Several models, from exact to heuristic methods, have addressed allocation problems. However, they struggle with large-scale issues and imprecise or conflicting variables. The combination of NSGA-II with fuzzy logic offers a promising solution, managing uncertainty and subjectivity while enhancing efficiency and equity in resource distribution [11].
The objective of this study is to design and evaluate a multi-objective model that optimizes the allocation of public administrative services through the integration of NSGA-II and fuzzy logic. The proposed model is applied to three specific cases in the Toluca Valley, Mexico, demonstrating significant improvements compared to traditional approaches. The results highlight the relevance of incorporating advanced optimization techniques in public service management, thereby contributing to more efficient and equitable administration.
1.1 Problem Context
As urban populations continue to grow, the allocation of public administrative services becomes increasingly complex. The challenge lies in ensuring that these services are distributed in a way that is both efficient and equitable, meeting the needs of diverse populations while managing limited resources. Traditional approaches often struggle to balance conflicting objectives, such as minimizing the distance citizens must travel to access services, reducing wait times, maximizing service coverage, and optimizing resource utilization [5].
This problem is further complicated by the uncertainties inherent in public service planning, such as fluctuating demand, varying geographic and demographic factors, and the subjective nature of decision-making criteria. As a result, there is a pressing need for advanced optimization models that can handle these complexities and provide robust solutions that improve the overall quality and accessibility of public services [3].
The work presented in this research addresses these challenges by developing a multi-objective optimization model that integrates the NSGA-II with fuzzy logic. This model is designed to manage the conflicting objectives and uncertainties involved in public service allocation, offering a flexible and adaptive approach that outperforms traditional methods.
Part of this research has been previously published in [4]. This publication details the application of the proposed model to the specific problem of assigning citizens to INE service modules, highlighting the improvements in efficiency and equity achieved through this approach. The findings in that paper form the basis for the broader applications explored in the current research, demonstrating the model’s versatility and effectiveness in different public administrative contexts.
The remainder of this paper is organized as follows: Section 2 presents a review of related work on NSGA-II and fuzzy logic. Section 3 describes the methodology used to develop the model. Section 4 outlines the case studies and results obtained. Finally, Section 5 provides the conclusions and future work recommendations.
2 Related Work
In recent years, multi-objective optimization has gained relevance in the allocation of public services, especially in the search for solutions that balance operational efficiency and equity in resource distribution. In this context, the combination of the NSGA-II algorithm with fuzzy logic techniques has proven to be a promising strategy.

What to do
1. From the passage on allocating public services, return the part starting at "This problem is" and ending at "outperforms traditional methods.".
2. In the passage on allocating public services, where is the proposed model applied?
3. Extend the passage on allocating public services with NSGA-II and fuzzy logic, picking up after its last sentence.

Information given
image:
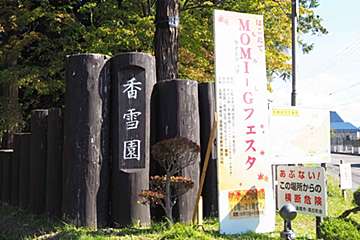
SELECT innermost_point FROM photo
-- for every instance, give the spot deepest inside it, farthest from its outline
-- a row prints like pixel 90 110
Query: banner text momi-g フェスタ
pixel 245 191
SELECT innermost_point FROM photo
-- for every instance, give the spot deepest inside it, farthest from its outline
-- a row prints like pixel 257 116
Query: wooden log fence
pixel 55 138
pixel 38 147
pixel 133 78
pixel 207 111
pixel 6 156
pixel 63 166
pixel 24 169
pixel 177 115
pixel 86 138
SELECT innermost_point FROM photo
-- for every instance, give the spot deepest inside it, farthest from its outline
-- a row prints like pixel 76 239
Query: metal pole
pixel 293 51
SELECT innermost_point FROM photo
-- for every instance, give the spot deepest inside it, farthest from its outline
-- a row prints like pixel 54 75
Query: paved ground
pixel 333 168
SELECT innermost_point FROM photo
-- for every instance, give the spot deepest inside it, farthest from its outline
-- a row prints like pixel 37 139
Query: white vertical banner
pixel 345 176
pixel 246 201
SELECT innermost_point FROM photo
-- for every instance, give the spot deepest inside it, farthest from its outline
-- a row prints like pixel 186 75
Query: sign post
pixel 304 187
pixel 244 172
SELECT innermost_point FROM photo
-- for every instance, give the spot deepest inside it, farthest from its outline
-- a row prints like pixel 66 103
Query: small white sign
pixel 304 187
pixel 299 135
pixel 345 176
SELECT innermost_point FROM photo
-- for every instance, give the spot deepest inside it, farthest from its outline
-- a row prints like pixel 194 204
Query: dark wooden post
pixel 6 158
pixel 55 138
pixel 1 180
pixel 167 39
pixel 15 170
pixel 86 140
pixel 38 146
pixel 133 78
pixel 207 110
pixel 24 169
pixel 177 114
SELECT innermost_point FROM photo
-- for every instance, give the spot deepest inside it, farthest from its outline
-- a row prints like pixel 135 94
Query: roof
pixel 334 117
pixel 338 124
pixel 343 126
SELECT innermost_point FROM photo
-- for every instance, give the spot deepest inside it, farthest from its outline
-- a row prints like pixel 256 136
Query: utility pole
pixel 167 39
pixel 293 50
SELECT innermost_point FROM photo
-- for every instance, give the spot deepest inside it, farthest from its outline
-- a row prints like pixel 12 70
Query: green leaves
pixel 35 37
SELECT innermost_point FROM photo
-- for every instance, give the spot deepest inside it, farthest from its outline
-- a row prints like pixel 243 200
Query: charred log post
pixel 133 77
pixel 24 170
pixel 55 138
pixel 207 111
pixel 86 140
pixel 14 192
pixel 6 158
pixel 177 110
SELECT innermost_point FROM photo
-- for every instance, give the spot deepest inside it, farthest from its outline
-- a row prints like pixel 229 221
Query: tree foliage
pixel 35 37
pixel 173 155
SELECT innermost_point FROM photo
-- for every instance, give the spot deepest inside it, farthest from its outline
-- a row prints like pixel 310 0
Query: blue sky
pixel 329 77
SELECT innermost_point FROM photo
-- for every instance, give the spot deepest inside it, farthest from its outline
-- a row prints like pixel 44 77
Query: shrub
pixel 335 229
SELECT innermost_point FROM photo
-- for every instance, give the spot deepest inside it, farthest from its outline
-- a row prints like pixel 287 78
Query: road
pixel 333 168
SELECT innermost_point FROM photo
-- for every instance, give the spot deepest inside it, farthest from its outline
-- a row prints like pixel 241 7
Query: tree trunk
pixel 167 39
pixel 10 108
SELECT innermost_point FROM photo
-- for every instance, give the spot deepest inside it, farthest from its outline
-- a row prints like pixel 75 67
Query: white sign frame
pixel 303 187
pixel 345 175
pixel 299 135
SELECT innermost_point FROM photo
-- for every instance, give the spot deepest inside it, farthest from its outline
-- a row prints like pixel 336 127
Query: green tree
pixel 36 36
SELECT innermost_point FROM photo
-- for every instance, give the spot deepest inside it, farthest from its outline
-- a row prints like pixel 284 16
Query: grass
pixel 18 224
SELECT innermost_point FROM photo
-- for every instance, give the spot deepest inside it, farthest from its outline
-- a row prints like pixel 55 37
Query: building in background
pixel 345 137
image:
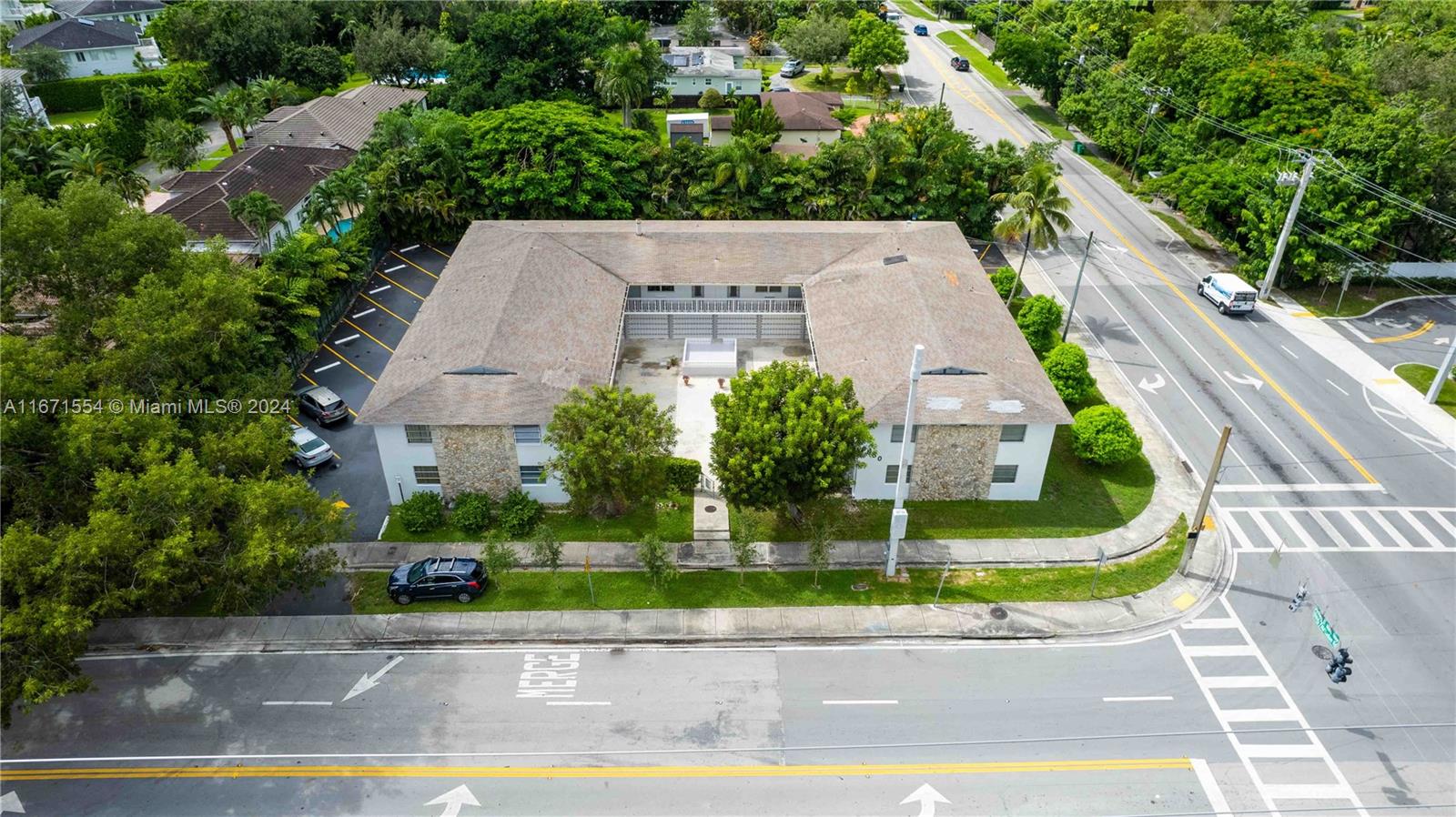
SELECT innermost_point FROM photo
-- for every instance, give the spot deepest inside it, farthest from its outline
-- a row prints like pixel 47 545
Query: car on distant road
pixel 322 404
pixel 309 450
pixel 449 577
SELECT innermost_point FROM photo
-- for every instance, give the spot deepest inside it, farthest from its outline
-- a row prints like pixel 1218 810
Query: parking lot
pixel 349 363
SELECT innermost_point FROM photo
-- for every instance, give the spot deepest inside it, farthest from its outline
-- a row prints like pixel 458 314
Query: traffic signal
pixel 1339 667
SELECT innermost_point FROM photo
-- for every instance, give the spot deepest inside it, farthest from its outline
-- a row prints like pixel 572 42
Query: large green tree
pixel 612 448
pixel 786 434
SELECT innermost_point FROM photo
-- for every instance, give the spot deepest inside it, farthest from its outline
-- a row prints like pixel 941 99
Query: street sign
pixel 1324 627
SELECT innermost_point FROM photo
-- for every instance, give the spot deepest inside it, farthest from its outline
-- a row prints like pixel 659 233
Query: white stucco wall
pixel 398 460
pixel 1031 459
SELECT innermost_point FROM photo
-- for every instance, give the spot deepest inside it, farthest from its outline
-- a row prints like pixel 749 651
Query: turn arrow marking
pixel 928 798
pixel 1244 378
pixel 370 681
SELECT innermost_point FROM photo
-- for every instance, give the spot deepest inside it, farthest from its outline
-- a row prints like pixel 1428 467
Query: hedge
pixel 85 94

...

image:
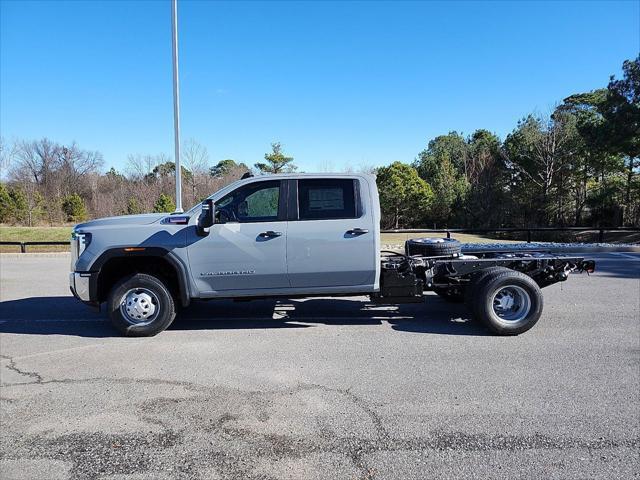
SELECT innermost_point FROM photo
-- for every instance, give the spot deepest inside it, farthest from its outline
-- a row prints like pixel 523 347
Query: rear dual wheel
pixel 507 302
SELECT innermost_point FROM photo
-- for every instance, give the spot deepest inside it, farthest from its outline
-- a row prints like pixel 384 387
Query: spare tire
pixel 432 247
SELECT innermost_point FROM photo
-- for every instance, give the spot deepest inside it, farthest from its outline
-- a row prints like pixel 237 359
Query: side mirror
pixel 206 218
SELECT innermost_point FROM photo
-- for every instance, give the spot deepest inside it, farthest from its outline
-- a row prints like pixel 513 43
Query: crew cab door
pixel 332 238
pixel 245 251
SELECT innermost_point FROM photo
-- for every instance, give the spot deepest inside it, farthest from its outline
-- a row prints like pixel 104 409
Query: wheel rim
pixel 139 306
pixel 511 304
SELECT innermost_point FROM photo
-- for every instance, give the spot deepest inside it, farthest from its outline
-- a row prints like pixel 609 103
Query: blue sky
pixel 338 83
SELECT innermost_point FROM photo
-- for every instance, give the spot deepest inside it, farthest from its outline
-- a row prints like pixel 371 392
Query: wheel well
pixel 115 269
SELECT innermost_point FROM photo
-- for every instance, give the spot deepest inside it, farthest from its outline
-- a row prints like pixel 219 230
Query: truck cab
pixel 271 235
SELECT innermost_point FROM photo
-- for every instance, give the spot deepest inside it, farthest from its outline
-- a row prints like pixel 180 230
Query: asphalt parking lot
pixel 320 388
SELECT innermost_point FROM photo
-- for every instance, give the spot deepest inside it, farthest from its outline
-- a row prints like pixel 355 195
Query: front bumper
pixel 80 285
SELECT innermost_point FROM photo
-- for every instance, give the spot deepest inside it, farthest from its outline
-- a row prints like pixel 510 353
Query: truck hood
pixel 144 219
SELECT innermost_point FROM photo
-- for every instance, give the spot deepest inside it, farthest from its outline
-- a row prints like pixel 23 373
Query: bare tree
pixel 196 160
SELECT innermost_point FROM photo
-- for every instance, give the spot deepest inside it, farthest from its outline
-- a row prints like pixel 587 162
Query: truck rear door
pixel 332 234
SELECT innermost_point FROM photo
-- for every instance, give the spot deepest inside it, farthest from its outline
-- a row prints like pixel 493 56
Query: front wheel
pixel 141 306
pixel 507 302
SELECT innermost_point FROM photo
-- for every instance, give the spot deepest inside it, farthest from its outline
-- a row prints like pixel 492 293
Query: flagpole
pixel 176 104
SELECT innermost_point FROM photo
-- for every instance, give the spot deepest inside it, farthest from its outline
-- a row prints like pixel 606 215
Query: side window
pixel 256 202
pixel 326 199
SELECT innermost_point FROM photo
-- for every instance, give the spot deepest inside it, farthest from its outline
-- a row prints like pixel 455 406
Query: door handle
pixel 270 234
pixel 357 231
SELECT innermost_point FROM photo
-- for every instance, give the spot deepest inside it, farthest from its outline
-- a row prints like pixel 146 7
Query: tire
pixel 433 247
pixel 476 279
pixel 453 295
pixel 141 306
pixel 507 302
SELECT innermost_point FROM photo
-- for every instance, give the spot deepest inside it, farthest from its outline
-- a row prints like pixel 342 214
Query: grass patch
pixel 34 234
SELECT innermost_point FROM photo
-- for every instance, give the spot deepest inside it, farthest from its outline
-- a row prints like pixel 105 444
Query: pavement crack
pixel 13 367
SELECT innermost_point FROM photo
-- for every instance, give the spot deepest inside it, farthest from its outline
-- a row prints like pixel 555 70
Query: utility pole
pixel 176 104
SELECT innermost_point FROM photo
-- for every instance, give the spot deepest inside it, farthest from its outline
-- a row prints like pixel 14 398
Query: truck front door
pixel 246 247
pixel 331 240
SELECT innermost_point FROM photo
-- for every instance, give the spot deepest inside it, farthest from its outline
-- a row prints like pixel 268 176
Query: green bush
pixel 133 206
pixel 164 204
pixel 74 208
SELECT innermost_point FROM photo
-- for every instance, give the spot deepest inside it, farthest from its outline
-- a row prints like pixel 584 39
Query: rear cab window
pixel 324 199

...

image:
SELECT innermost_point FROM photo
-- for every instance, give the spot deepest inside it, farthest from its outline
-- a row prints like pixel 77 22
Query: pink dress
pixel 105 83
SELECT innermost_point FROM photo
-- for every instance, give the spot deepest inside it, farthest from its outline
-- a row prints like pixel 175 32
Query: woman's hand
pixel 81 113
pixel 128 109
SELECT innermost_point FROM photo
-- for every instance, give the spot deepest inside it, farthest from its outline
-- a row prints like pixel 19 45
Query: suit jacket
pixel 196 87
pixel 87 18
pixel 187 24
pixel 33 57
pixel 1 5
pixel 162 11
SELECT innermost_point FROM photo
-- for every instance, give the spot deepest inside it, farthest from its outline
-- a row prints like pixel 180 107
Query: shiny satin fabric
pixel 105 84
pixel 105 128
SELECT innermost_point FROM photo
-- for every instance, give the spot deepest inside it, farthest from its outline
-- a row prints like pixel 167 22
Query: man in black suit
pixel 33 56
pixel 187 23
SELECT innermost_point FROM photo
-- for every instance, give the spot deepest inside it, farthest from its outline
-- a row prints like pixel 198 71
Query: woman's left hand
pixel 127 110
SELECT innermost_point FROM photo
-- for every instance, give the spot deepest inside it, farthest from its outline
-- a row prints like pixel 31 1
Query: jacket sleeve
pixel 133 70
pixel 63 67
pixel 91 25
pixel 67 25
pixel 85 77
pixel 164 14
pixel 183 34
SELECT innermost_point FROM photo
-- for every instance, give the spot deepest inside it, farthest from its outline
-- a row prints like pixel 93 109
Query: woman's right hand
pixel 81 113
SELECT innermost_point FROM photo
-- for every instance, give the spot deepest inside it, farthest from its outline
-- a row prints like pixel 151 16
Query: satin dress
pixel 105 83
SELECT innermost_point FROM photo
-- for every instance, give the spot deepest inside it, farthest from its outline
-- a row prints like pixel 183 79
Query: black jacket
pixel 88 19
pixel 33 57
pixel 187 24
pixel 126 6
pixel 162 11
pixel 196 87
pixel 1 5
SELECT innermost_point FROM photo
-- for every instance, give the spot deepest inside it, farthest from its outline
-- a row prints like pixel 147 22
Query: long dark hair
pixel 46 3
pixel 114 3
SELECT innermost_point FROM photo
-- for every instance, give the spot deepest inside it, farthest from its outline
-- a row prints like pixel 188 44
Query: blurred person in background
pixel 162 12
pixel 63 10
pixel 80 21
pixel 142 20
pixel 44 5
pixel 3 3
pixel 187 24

Answers to this exercise
1.
This problem is further complicated by the uncertainties inherent in public service planning, such as fluctuating demand, varying geographic and demographic factors, and the subjective nature of decision-making criteria. As a result, there is a pressing need for advanced optimization models that can handle these complexities and provide robust solutions that improve the overall quality and accessibility of public services [3].
The work presented in this research addresses these challenges by developing a multi-objective optimization model that integrates the NSGA-II with fuzzy logic. This model is designed to manage the conflicting objectives and uncertainties involved in public service allocation, offering a flexible and adaptive approach that outperforms traditional methods.

2. To three specific cases in the Toluca Valley, Mexico.

3.
2.1 NSGA-II in Multi-Objective Optimization
NSGA-II introduced by [2] in 2002, has been widely used in multi-objective optimization problems due to its efficiency in converging towards the Pareto frontier and its ability to maintain diversity in solutions. Recent studies have explored its application in resource allocation in various contexts:
— [8] implemented NSGA-II to optimize the distribution of medical resources in rural areas, considering both the minimization of operational costs and the maximization of accessibility for citizens. The research highlighted the need to improve the algorithm’s convergence efficiency, especially in scenarios with a large number of variables.
— [9] applied NSGA-II in the planning of public transportation networks, integrating constraints related to capacity and fluctuating demand. The results showed that while NSGA-II is effective in generating diverse solutions, it can benefit from additional techniques to accelerate convergence in large-scale problems.
2.2 Fuzzy Logic in Multi-Objective Optimization
Fuzzy logic, initially proposed by [12] in 1965, allows handling uncertainty and imprecision in decision-making, making it a valuable tool when combined with evolutionary algorithms like NSGA-II. In the allocation of public services, fuzzy logic has been used to smooth the solution selection processes in each generation of the algorithm:
— [10] explored the integration of fuzzy logic in NSGA-II for energy demand management in urban areas. Their research emphasized how fuzzy logic can improve the selection of intermediate solutions, significantly reducing the number of generations required to reach the Pareto frontier.
— [6] proposed a hybrid approach combining fuzzy logic and NSGA-II to optimize emergency service allocation. The study demonstrated that fuzzy logic helps reduce variability in solutions, improving the stability of the optimization process without compromising diversity.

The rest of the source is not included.